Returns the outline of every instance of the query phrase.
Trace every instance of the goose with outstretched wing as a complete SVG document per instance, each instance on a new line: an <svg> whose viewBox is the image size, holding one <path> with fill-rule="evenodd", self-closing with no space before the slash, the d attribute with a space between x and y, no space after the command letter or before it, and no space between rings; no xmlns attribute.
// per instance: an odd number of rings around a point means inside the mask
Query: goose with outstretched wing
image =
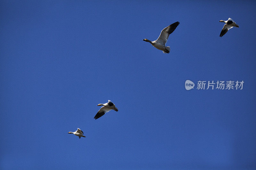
==============================
Objective
Copy out the text lines of every item above word for word, leaving the pictures out of your answer.

Response below
Returns the outline of every instance of the query phrase.
Trace every instance of the goose with outstretched wing as a complete SVG document per instance, each instance on a new line: an <svg> whose viewBox is the image size, holding one <path> with fill-rule="evenodd", self-closing with no space before the slash, the d attribute with a space between x and y, no space after the command letter or before it, and no space between rings; no xmlns attribute.
// per instance: an odd number of rings around a point means inside the mask
Query: goose with outstretched wing
image =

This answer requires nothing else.